● Extracted text
· · · · · · ·

Why You Might Disagree with Me / How I View Research

Obviously, people disagree with my evaluations of research for all sorts of reasons, some good and some bad. But I've found that most of the larger disagreements boil down to this: I evaluate research based on what it has done, in people, in the past. Many people evaluate research based on how good the story the researcher can tell about the future. This often boils down to objective data (from the past) vs. emotional hope (for the future), and I come down on the side of data.

Another big difference between how I evaluate research and how some other people do, is that I evaluate the research and not the researchers. Others often give long descriptions of how committed a researcher is. How personal is their quest to find a cure. How they worked long hours and gave things up in order to cure this disease. What a good, smart, enlightened person they are. How they are nice to puppies and children. You won't find me filling space with that kind of fluff. I don't care if a researcher lives under a bridge, eats goats, and is a troll. If they've got data showing safety and efficiency of a cure, that is what I care about.

· · · · · · ·

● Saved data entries
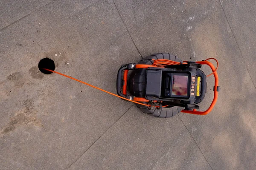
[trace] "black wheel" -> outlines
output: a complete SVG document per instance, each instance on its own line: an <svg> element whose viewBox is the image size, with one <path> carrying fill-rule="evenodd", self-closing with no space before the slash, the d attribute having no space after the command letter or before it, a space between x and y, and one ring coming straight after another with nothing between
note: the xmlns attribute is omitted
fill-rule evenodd
<svg viewBox="0 0 256 170"><path fill-rule="evenodd" d="M181 60L176 56L169 53L157 53L145 57L139 64L152 65L154 61L150 59L166 59L180 62ZM146 69L137 70L130 77L130 89L133 95L138 97L145 97ZM147 102L143 102L147 104ZM148 109L147 106L136 104L136 105L143 112L154 117L167 118L175 116L180 112L183 108L178 106L169 106L161 109ZM163 103L164 105L164 103Z"/></svg>

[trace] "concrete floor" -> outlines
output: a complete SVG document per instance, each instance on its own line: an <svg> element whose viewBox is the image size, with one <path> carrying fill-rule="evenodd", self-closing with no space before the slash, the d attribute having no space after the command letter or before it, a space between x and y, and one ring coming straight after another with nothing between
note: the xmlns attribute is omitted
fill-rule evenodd
<svg viewBox="0 0 256 170"><path fill-rule="evenodd" d="M255 169L256 16L253 0L0 1L0 169ZM209 114L153 118L37 67L115 93L122 64L164 52L218 60Z"/></svg>

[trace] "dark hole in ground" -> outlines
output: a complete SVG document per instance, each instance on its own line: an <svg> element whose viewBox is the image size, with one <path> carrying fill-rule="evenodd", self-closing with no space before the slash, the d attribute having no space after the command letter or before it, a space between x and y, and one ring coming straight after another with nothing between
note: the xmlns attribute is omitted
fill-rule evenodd
<svg viewBox="0 0 256 170"><path fill-rule="evenodd" d="M38 63L38 68L42 73L49 74L52 73L52 72L44 70L44 68L47 68L49 70L54 71L55 69L55 64L54 62L49 58L44 58L41 60Z"/></svg>

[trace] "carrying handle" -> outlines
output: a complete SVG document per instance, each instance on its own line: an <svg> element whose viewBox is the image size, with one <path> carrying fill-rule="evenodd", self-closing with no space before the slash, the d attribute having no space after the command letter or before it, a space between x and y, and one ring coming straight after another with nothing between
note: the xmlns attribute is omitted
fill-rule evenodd
<svg viewBox="0 0 256 170"><path fill-rule="evenodd" d="M208 113L210 113L211 111L212 111L212 110L213 108L213 107L214 107L214 105L217 102L217 99L218 99L217 88L218 88L218 74L217 73L217 71L216 71L215 67L211 62L207 61L197 61L195 62L202 65L209 65L211 68L212 70L212 72L213 72L213 75L214 76L214 78L215 79L214 88L214 96L213 97L213 99L212 100L212 103L211 104L211 105L210 105L208 109L204 111L197 111L196 109L193 109L193 110L181 110L181 112L186 113L187 113L198 114L200 115L205 115L206 114L207 114Z"/></svg>
<svg viewBox="0 0 256 170"><path fill-rule="evenodd" d="M122 65L118 70L117 77L116 79L116 90L117 94L123 97L130 99L130 96L127 95L127 77L128 76L128 71L129 70L134 70L135 68L135 63L131 63L125 65ZM123 71L124 70L123 77Z"/></svg>

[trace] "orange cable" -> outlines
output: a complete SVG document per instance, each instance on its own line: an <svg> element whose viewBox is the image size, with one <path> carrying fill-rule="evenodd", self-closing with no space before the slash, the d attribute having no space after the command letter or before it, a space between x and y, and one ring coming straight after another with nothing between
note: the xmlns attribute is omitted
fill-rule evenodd
<svg viewBox="0 0 256 170"><path fill-rule="evenodd" d="M66 77L69 78L70 79L73 79L74 80L77 81L78 81L79 82L80 82L81 83L82 83L83 84L84 84L85 85L89 85L90 87L91 87L93 88L95 88L96 89L99 90L100 91L104 91L104 92L108 93L108 94L111 94L111 95L113 95L114 96L115 96L116 97L119 97L120 98L121 98L121 99L123 99L128 101L129 102L133 102L134 103L137 103L137 104L140 104L140 105L143 105L144 106L151 106L150 105L146 105L146 104L143 104L143 103L140 103L139 102L135 102L135 101L133 101L133 100L129 100L128 99L126 99L126 98L125 98L125 97L122 97L121 96L118 96L118 95L117 95L116 94L113 94L112 93L111 93L111 92L109 92L109 91L105 91L105 90L102 89L100 88L98 88L98 87L97 87L96 86L94 86L94 85L90 85L90 84L86 83L85 82L83 82L83 81L82 81L81 80L79 80L78 79L75 79L74 78L71 77L70 76L67 76L67 75L63 74L61 73L59 73L58 72L53 71L52 70L49 70L49 69L48 69L47 68L43 68L43 69L44 69L45 70L47 70L47 71L51 71L51 72L52 72L53 73L56 73L56 74L58 74L61 75L61 76L65 76ZM167 105L166 105L166 106L163 106L163 107L167 107L167 106L168 106ZM159 106L156 106L155 107L159 107Z"/></svg>

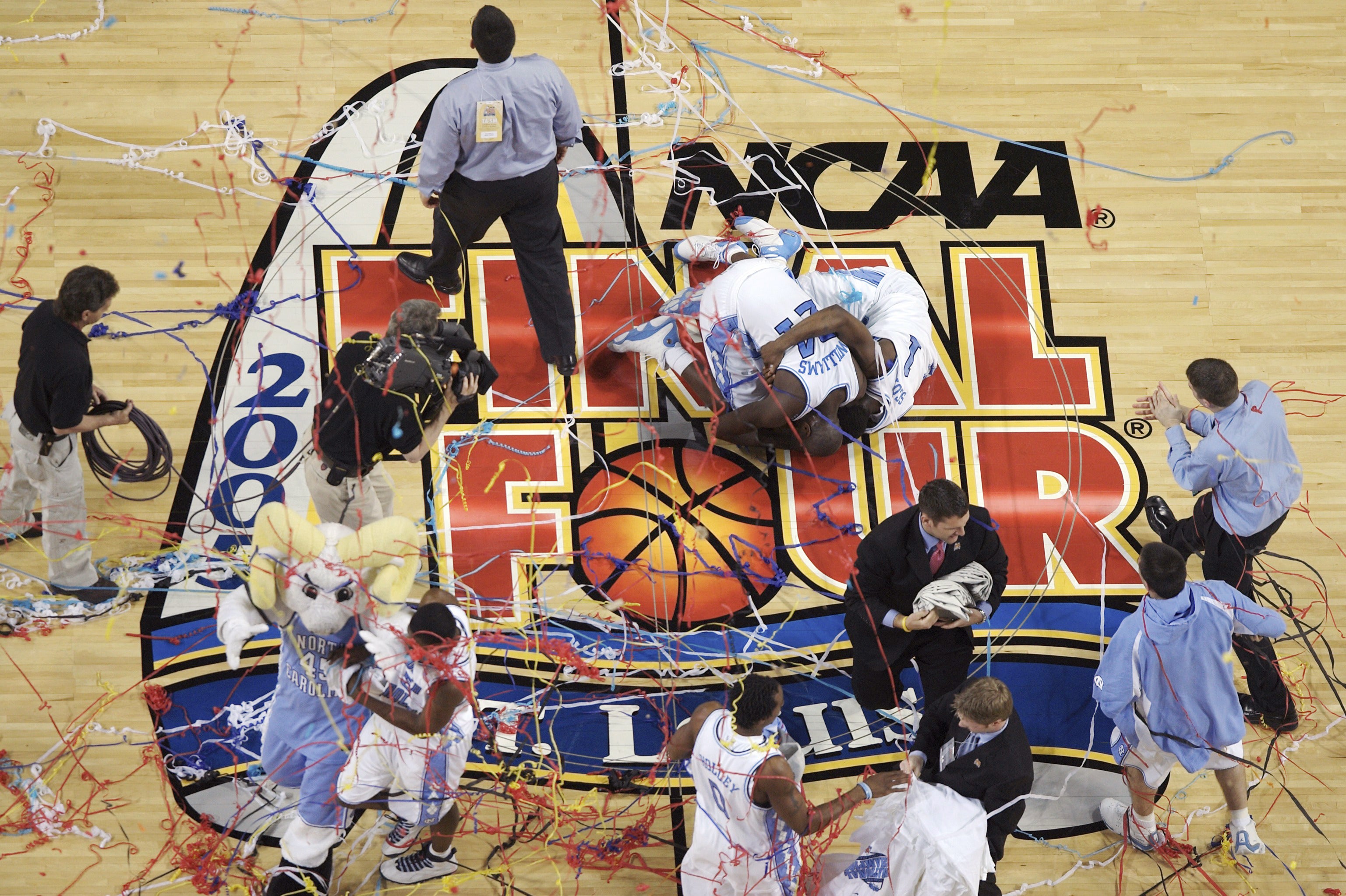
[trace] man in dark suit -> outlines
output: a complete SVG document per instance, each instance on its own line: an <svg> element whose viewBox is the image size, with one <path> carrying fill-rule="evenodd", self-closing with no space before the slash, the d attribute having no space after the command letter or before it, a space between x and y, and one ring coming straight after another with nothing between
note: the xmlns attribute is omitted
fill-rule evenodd
<svg viewBox="0 0 1346 896"><path fill-rule="evenodd" d="M981 802L993 812L1032 790L1032 749L1014 709L1014 697L999 678L973 678L933 705L926 703L917 740L902 771L927 784ZM987 846L996 862L1023 818L1024 803L987 819ZM1000 896L995 872L977 896Z"/></svg>
<svg viewBox="0 0 1346 896"><path fill-rule="evenodd" d="M913 612L922 587L973 562L987 567L992 585L966 620ZM845 631L855 658L851 684L860 705L896 706L898 675L913 659L926 706L961 684L972 664L969 627L1000 605L1008 577L1010 561L987 509L969 505L956 482L926 482L915 507L894 513L860 542L845 590Z"/></svg>

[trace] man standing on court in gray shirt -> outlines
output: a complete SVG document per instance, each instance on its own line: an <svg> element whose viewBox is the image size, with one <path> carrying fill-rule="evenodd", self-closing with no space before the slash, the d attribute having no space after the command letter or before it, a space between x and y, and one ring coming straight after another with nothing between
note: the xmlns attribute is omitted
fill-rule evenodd
<svg viewBox="0 0 1346 896"><path fill-rule="evenodd" d="M472 18L476 69L448 82L431 112L417 185L435 210L431 257L402 252L397 267L454 295L464 252L505 220L542 357L575 373L575 306L565 228L556 209L565 151L580 140L575 90L551 59L510 55L514 23L495 7Z"/></svg>

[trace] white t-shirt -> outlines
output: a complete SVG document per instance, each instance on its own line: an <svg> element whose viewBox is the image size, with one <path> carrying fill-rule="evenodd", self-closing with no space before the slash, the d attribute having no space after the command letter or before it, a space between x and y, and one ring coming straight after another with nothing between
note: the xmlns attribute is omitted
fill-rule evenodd
<svg viewBox="0 0 1346 896"><path fill-rule="evenodd" d="M451 678L459 683L463 694L468 698L458 705L448 725L472 714L472 680L476 678L476 653L472 651L472 629L467 613L462 606L448 605L448 612L458 622L458 644L443 660L435 664L417 663L412 658L398 666L388 676L388 697L392 702L413 713L425 709L425 699L429 697L431 684L440 678ZM440 667L443 664L443 668ZM446 728L448 728L446 725Z"/></svg>
<svg viewBox="0 0 1346 896"><path fill-rule="evenodd" d="M701 725L686 764L696 781L692 845L682 860L682 888L696 893L790 895L800 876L800 837L752 802L754 775L781 750L763 733L743 737L727 710Z"/></svg>
<svg viewBox="0 0 1346 896"><path fill-rule="evenodd" d="M844 307L868 327L875 341L892 342L896 350L892 365L865 389L883 406L879 419L867 428L874 433L902 419L911 410L921 383L940 362L929 299L921 284L896 268L849 268L805 274L800 288L820 309ZM878 357L883 358L882 349Z"/></svg>
<svg viewBox="0 0 1346 896"><path fill-rule="evenodd" d="M760 346L817 307L775 259L735 261L709 283L701 295L701 338L711 373L731 408L766 397ZM781 369L790 371L804 384L806 408L817 407L837 388L847 391L843 403L853 400L860 391L851 350L835 335L790 348L781 360Z"/></svg>

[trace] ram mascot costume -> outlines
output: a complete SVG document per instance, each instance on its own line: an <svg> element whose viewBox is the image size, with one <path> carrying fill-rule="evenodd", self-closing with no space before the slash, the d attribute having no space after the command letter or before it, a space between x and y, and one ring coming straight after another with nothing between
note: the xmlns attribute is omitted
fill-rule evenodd
<svg viewBox="0 0 1346 896"><path fill-rule="evenodd" d="M332 847L347 826L336 776L369 715L342 703L342 653L361 631L405 633L420 535L401 516L353 531L314 525L273 503L258 511L253 542L248 582L221 600L215 631L229 667L238 668L249 639L271 625L280 629L280 675L262 725L261 764L273 783L299 788L299 807L281 835L281 862L267 896L322 896Z"/></svg>

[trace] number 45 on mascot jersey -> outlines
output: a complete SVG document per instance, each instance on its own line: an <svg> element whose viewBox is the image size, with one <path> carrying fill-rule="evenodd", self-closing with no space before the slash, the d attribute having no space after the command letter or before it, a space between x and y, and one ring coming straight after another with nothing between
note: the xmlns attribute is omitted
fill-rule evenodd
<svg viewBox="0 0 1346 896"><path fill-rule="evenodd" d="M248 639L280 629L280 675L261 734L271 781L299 788L297 817L280 839L267 896L327 892L332 847L346 830L336 777L369 710L343 706L342 653L361 631L406 632L405 608L420 570L416 524L389 516L353 531L314 525L267 504L253 525L257 551L246 585L219 601L215 631L230 668Z"/></svg>

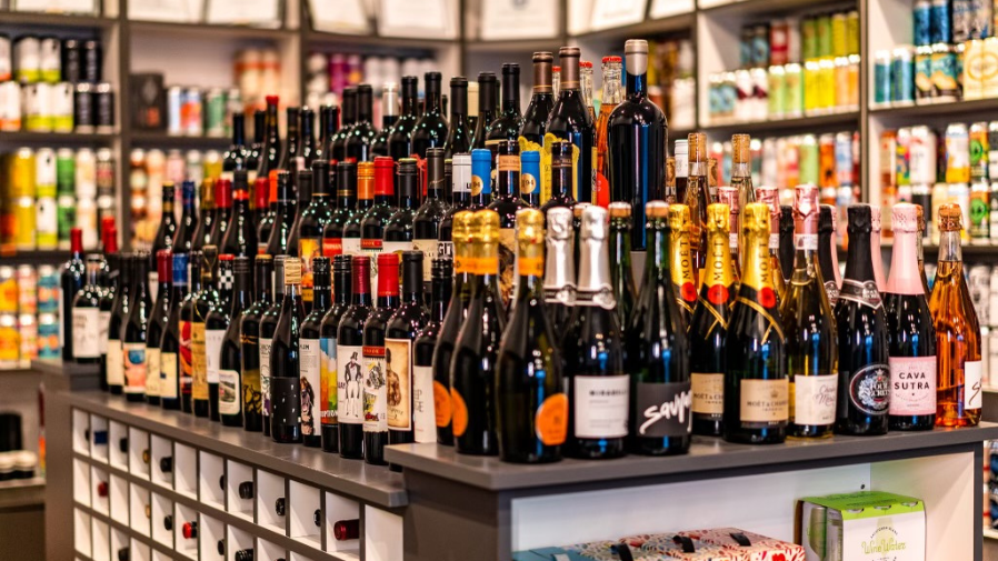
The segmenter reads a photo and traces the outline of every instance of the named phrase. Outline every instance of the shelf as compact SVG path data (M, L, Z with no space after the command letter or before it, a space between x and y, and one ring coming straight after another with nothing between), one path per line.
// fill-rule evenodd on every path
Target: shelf
M619 460L562 460L543 465L505 463L498 458L459 455L438 444L388 447L385 457L406 469L490 491L610 482L608 487L647 480L708 480L749 473L771 473L926 455L947 447L998 439L998 424L927 432L891 432L884 437L834 437L788 440L754 447L719 438L693 437L690 451L673 458L628 455ZM645 479L646 481L641 481Z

· · · · · · ·

● Set of tasks
a. Answer these about the text on evaluating research:
(i) On what does the writer base the evaluation of research?
(ii) What does the writer evaluate instead of the researchers?
(iii) What must a researcher have for the writer to care?
b. Decide whether each statement agrees with the text on evaluating research:
(i) The writer sides with emotional hope over data.
(ii) The writer says most of the larger disagreements come down to a single point.
(iii) The writer gives long descriptions of how committed researchers are.
c. From the text on evaluating research, reproduce the passage starting at "Why You Might" and ending at "side of data.".
These rows have nothing to do with the text about evaluating research.

● List of solutions
a.
(i) What the research has done, in people, in the past.
(ii) The research itself.
(iii) Data showing safety and efficiency of a cure.

b.
(i) No: "I come down on the side of data."
(ii) Yes: "most of the larger disagreements boil down to this"
(iii) No: "You won't find me filling space with that kind of fluff."

c.
Why You Might Disagree with Me / How I View Research

Obviously, people disagree with my evaluations of research for all sorts of reasons, some good and some bad. But I've found that most of the larger disagreements boil down to this: I evaluate research based on what it has done, in people, in the past. Many people evaluate research based on how good the story the researcher can tell about the future. This often boils down to objective data (from the past) vs. emotional hope (for the future), and I come down on the side of data.